_Required work_
Repeat each entry as written and leave the images out of the copy.

_Data records_

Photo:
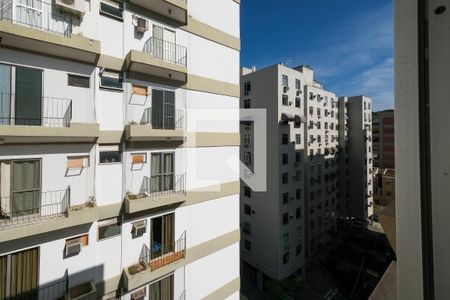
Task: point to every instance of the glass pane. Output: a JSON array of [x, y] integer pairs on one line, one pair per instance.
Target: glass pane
[[28, 96], [157, 109], [5, 94]]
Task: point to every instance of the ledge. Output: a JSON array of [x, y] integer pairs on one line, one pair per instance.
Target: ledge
[[146, 203], [76, 47], [131, 282], [73, 218], [141, 62], [76, 132], [145, 133], [172, 9]]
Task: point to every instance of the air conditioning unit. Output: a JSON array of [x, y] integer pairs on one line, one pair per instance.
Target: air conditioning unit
[[140, 24], [73, 246], [77, 7], [140, 227]]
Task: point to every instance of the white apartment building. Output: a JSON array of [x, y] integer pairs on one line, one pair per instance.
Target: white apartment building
[[110, 187], [306, 128], [356, 159], [284, 224]]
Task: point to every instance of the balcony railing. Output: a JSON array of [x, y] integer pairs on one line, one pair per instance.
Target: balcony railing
[[166, 51], [37, 15], [163, 185], [25, 207], [163, 255], [42, 111], [161, 118]]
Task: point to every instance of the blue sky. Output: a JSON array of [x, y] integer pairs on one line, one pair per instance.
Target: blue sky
[[348, 43]]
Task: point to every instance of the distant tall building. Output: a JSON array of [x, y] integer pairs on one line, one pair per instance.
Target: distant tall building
[[355, 134], [283, 226], [383, 139]]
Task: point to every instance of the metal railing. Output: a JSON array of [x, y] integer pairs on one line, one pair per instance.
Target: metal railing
[[47, 111], [160, 118], [163, 185], [38, 15], [166, 51], [163, 255], [25, 207]]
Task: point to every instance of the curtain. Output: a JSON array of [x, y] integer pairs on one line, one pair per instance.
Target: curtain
[[169, 110], [24, 274], [5, 94], [25, 187], [28, 96], [3, 272], [162, 290], [155, 176], [168, 233], [157, 109], [168, 171], [157, 46]]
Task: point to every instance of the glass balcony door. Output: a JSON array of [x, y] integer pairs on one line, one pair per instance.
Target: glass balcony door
[[162, 172], [163, 109], [28, 102], [25, 187], [162, 235]]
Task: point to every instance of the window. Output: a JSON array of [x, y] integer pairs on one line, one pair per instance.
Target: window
[[111, 80], [285, 81], [285, 178], [298, 157], [286, 258], [247, 228], [247, 245], [298, 213], [19, 275], [286, 240], [108, 228], [247, 192], [285, 218], [110, 157], [78, 81], [247, 88], [285, 100], [111, 9], [285, 198], [247, 209], [248, 158]]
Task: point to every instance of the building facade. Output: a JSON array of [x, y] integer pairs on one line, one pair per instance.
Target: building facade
[[384, 186], [106, 184], [300, 206], [383, 139], [356, 162]]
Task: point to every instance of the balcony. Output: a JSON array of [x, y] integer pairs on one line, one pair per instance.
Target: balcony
[[40, 212], [28, 118], [154, 263], [173, 9], [40, 27], [161, 59], [157, 191], [158, 124]]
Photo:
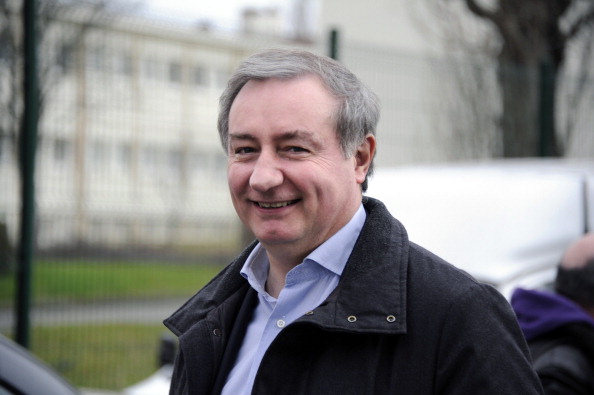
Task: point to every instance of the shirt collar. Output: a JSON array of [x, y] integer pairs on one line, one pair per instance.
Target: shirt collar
[[332, 254]]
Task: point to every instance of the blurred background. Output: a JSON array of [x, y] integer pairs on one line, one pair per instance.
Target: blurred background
[[113, 198]]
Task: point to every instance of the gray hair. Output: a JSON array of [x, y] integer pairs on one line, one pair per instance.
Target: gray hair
[[358, 110]]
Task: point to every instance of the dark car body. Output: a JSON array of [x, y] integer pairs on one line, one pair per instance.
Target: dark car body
[[21, 373]]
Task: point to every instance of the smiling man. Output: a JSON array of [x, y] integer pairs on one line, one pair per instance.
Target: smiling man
[[331, 298]]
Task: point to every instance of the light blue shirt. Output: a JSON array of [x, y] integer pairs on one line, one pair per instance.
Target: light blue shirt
[[307, 285]]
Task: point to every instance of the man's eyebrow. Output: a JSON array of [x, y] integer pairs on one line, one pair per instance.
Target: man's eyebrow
[[290, 135], [241, 136], [299, 135]]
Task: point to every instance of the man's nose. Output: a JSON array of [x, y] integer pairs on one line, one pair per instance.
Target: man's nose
[[267, 173]]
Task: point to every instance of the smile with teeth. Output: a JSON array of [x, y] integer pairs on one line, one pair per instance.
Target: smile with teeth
[[276, 204]]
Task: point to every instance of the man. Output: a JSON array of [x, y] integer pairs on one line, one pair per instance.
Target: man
[[559, 326], [332, 298]]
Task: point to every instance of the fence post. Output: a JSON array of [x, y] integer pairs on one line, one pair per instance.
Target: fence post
[[333, 53], [27, 145], [546, 110]]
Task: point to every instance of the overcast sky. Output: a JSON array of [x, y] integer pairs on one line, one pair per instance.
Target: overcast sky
[[224, 13]]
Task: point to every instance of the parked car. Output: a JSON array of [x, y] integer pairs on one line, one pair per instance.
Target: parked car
[[21, 373], [505, 222]]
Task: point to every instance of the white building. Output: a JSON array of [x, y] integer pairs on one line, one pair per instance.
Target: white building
[[129, 154]]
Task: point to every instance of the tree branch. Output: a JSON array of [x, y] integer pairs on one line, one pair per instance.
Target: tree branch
[[585, 19]]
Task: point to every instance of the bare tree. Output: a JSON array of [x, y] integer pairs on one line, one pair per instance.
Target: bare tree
[[534, 38], [58, 47]]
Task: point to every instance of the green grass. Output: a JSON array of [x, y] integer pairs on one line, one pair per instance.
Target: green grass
[[95, 280], [109, 357], [106, 356]]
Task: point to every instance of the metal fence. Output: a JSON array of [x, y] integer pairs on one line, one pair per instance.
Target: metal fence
[[130, 175]]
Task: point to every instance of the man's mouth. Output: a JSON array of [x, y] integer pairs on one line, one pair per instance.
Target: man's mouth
[[276, 204]]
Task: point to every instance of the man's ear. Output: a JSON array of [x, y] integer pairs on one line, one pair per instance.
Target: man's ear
[[363, 158]]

_Answer area_
Photo:
Task: point to every instance of the glass pane. Output: a JSON array of [x, y] integer pairs on one line, one pair per instance.
Target: glass pane
[[28, 96], [157, 109], [5, 94]]
Task: point to every instance of the ledge. Output: a JSON array of [x, y] integer pairs on one line, one pair per instance.
Target: ledge
[[146, 203], [76, 47], [131, 282], [73, 218], [141, 62], [76, 132], [145, 133], [172, 9]]
Task: point to every instance of the air conditioning unit. Output: a JSON array of [x, y] integer pairs on one line, one pair per instance.
Target: air conditioning unit
[[140, 24], [73, 246], [77, 7], [140, 227]]
Task: point to every instance of the white apartment building. Output: a JSON array of [x, y] integer pairs on one line, one pair per instance.
Target: white apartment building
[[110, 187], [306, 128], [356, 159], [284, 224]]
Task: point to every instance of the balcony railing. Output: a JSON array of [x, y] integer pairs on one line, one pair per instance.
Target: balcony railing
[[166, 51], [37, 15], [163, 185], [25, 207], [163, 255], [42, 111], [161, 118]]
Task: point to every instance of the blue sky. Output: a JSON array of [x, y] integer pairs on one line, one pair per instance.
Target: blue sky
[[348, 43]]
Task: point to every instance of the distant tall building. Output: a JSON array of [x, y] integer pairs on one line, one pair per instance.
Target: distant tall building
[[355, 134], [283, 226], [383, 139]]
Task: point to every instance of the metal railing. Output: a JSON array of [x, y] integer pairs on one line, one pair per instance.
Target: metal railing
[[47, 111], [160, 118], [163, 185], [38, 15], [166, 51], [163, 255], [25, 207]]
Task: point to every instance of the curtain. Output: a JSON array of [x, y] integer pairs on one line, one pair per instance.
Target: curtain
[[169, 110], [24, 274], [5, 94], [25, 187], [28, 96], [3, 272], [162, 290], [155, 176], [168, 233], [157, 109], [168, 171], [157, 46]]
Task: point to every instance of the glass balcony door. Output: a JSON array of [x, y] integer pairs on one line, one pair per instance.
Target: glass balcony door
[[162, 172], [163, 109], [28, 102], [25, 187], [162, 235]]
Task: point to every instance of the window. Output: a JSON array of [x, y] integer pairs on one line, one pair per instance.
Target: window
[[111, 80], [285, 81], [285, 178], [298, 157], [286, 258], [247, 228], [247, 245], [298, 213], [19, 275], [286, 240], [108, 228], [247, 192], [285, 218], [110, 157], [78, 81], [247, 88], [285, 100], [111, 9], [285, 198], [247, 209], [248, 158]]
Task: point to every instance of the building facade. Output: a JSON array of [x, y] integer pairs on one line, one pair per instance.
Target: building facade
[[384, 186], [106, 184], [300, 206], [383, 139], [356, 162]]
Task: point to every instance of the balcony. Output: a JSON array of [x, y] integer pairs on one line, one pair per instance.
Target: balcony
[[40, 212], [28, 118], [154, 263], [173, 9], [40, 27], [161, 59], [157, 191], [158, 124]]
Photo:
Task: point to every instance of the shirt collar. Output: a JSON array of [x, y] integer pairs on one line, one pair per instance.
Target: shirt collar
[[332, 254]]
Task: point to every instance of the blurred background. Output: a JSON array of [x, y] integer pairs on one line, one pair per instance.
Target: blurred background
[[113, 198]]
Task: point to every instance of the gray hair. Output: a JSON array of [x, y] integer pairs on one line, one pair per instance.
Target: gray hair
[[358, 110]]
Task: point to every instance of the dark car body. Output: a JSON array of [x, y] integer pairs on one line, one pair per instance.
Target: dark car body
[[21, 373]]
Task: point to every instance of the smiling man. Output: a JSON array of [x, y] integer pairs on one line, one pair per instance.
Target: smiling man
[[331, 298]]
Task: point to every instance of the light blue shirt. Output: a JSON array of [x, y] integer pairs on one line, one pair per instance.
Target: light blue shirt
[[307, 285]]
Task: point to every instance of the man's eyebrow. Output: a JSON array of [x, y] integer pairs on one line, one pair per instance.
Target: man's eyebrow
[[290, 135], [241, 136], [299, 135]]
Task: point to every instance of the man's nose. Output: a JSON array of [x, y] integer pairs on one line, one pair per instance.
Target: man's nose
[[267, 173]]
Task: point to every instance of the smile with teeth. Output: a JSON array of [x, y] integer pairs on one line, one pair per instance.
Target: smile with teeth
[[276, 204]]
Task: point to every instance of the man. Output: a JSON array of [x, y] integer pairs on one line, one pair per instance.
Target: man
[[559, 326], [332, 298]]
Task: point to every instance of the fence post. Output: a JSON array of [x, y] integer pairs on one line, one pair per instance.
Target: fence post
[[333, 53], [27, 145], [546, 110]]
Task: point to every instance of the overcast sky. Output: a JSON array of [x, y] integer pairs on one line, one pair per instance.
Target: overcast sky
[[224, 13]]
Task: point to every instance of the parked car. Output: a JSON array of [x, y] integer pairs on one line, one pair per instance.
Target: parked car
[[21, 373], [505, 222]]
Task: point to every instance of the white building. Output: a JSON array of [x, y] integer pairs on one line, one pair per instance.
Target: white building
[[129, 154]]
Task: point to every instance of the tree branch. Output: a JSON array of [x, y] integer pairs on one line, one pair per instance.
Target: tree branch
[[585, 19]]
Task: point to every instance of the bare tree. Output: a JSON array of [x, y] integer pairs on one line, one pair per instance.
Target: bare tree
[[534, 38], [58, 47]]
Task: point to every instance of the green grass. Output: a JSON array of [x, y] integer pairs on one line, one pair per instance.
Target: green grass
[[95, 280], [109, 357], [106, 356]]
Task: point to every instance of the metal fence. Output: a JSON array of [x, y] integer pairs on one line, one pair per instance.
Target: metal fence
[[130, 175]]
Task: point to every instance of the man's mouth. Output: a JSON array of [x, y] integer pairs on one line, one pair per instance.
Target: man's mouth
[[276, 204]]
Task: point to every instance of the man's ear. Output: a JSON array of [x, y] integer pairs on one line, one pair per instance.
Target: man's ear
[[363, 158]]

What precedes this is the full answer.